• [AIM]:
Find every line in the records below that contains the word "white", and copy each one out in full.

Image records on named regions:
[Begin]
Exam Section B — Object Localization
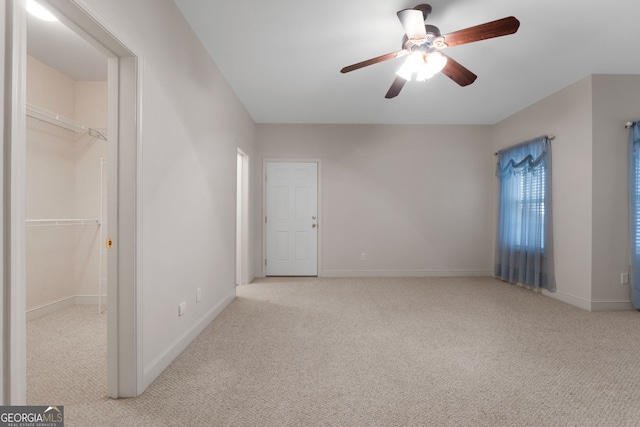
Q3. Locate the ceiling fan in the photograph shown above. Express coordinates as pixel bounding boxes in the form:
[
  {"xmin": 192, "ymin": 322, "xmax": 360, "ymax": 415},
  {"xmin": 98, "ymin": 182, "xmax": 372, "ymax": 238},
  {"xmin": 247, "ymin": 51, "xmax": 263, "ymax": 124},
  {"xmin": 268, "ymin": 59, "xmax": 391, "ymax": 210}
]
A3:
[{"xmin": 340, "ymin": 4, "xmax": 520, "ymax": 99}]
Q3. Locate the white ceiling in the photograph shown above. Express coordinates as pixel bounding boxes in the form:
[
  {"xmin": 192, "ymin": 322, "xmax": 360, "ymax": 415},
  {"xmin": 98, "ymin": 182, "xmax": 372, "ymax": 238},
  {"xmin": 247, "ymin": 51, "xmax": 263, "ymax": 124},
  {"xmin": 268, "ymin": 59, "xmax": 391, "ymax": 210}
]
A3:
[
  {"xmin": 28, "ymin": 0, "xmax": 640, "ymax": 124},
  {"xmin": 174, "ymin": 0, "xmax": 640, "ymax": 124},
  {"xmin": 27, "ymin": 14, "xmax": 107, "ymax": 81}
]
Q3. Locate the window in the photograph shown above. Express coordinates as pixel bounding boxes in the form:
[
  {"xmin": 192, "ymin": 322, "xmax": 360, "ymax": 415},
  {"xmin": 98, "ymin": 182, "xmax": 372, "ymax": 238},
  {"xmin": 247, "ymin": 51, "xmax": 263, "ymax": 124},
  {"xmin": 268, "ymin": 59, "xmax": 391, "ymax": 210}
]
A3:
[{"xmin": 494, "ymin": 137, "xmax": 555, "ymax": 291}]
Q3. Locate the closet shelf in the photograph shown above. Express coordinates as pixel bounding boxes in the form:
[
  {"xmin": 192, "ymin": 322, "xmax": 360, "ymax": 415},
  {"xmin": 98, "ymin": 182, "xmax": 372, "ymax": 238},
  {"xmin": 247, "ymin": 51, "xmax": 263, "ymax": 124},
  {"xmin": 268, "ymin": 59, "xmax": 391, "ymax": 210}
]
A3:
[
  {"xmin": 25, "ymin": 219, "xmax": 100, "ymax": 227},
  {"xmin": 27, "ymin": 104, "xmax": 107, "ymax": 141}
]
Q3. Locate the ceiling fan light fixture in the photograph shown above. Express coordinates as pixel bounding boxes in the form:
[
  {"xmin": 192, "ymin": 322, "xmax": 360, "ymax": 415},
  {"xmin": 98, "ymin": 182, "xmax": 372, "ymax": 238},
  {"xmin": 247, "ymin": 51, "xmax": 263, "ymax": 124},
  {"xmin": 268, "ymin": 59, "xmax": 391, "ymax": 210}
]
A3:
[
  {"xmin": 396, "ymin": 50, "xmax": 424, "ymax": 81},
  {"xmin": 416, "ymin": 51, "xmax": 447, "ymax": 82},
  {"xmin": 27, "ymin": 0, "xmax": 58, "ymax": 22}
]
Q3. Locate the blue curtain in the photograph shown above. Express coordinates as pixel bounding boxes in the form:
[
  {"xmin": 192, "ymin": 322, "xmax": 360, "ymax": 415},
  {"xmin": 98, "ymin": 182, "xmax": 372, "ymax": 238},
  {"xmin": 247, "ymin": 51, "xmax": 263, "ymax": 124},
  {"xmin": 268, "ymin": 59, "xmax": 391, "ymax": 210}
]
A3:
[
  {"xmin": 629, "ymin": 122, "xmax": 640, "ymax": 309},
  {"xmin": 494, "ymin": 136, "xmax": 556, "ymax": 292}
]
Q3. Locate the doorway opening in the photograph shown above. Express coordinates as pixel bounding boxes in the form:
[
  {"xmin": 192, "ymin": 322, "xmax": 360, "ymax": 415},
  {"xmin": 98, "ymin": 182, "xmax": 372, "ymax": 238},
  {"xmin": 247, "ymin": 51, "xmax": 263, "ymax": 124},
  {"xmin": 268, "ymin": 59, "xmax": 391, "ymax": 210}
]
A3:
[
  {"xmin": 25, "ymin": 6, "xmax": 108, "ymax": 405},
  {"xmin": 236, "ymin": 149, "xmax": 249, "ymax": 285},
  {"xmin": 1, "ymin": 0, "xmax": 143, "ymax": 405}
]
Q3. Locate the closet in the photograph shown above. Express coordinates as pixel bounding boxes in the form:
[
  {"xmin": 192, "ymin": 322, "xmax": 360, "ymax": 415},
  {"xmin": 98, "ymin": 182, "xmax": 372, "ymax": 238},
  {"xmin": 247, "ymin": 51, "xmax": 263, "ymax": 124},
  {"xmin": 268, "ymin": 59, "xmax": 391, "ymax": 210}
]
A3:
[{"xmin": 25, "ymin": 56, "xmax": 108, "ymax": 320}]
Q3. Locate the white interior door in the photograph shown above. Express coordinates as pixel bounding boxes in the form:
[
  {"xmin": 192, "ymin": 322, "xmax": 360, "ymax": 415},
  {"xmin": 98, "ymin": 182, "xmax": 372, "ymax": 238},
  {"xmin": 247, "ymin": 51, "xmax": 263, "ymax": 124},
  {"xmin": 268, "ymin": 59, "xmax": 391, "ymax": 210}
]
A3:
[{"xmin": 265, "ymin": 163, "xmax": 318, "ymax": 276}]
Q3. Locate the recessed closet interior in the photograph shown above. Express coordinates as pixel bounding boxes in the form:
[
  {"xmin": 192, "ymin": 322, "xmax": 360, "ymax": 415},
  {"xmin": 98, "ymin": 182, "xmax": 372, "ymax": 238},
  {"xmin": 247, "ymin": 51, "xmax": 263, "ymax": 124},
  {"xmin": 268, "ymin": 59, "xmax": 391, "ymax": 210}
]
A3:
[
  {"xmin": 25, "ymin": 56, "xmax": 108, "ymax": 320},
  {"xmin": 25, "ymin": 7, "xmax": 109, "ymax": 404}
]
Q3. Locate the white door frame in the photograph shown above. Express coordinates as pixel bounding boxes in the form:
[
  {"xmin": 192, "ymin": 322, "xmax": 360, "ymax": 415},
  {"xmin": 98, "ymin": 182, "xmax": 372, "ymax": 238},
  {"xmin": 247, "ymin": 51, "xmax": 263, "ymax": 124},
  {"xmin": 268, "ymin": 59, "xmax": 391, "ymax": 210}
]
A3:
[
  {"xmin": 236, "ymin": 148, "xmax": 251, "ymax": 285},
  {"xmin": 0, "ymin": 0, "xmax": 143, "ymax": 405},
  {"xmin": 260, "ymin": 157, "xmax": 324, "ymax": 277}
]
[End]
• [PROBLEM SOLUTION]:
Q3. Locate the white ceiling in the photograph shown above. Express coordinates as pixel bounding boxes in the form:
Q3. Locate the white interior door in the photograph shown above. Express coordinates as pixel bounding boxes in the form:
Q3. Locate the white door frame in the photograph shown above. Express coordinates as pixel bounding boxes in the form:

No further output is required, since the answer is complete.